# Lo que se pide
¿Puedes reproducir sin cambios las líneas de los registros, empezando por la que contiene "TARGET = woman's blue denim shirt" y siguiendo hasta el final de los registros, ambas incluidas?

# Registros proporcionados
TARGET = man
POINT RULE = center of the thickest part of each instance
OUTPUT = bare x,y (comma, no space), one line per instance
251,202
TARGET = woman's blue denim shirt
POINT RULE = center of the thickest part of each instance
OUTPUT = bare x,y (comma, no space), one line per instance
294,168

# Resultado
TARGET = woman's blue denim shirt
POINT RULE = center of the thickest part of each instance
OUTPUT = bare x,y (comma, no space), one line per instance
294,168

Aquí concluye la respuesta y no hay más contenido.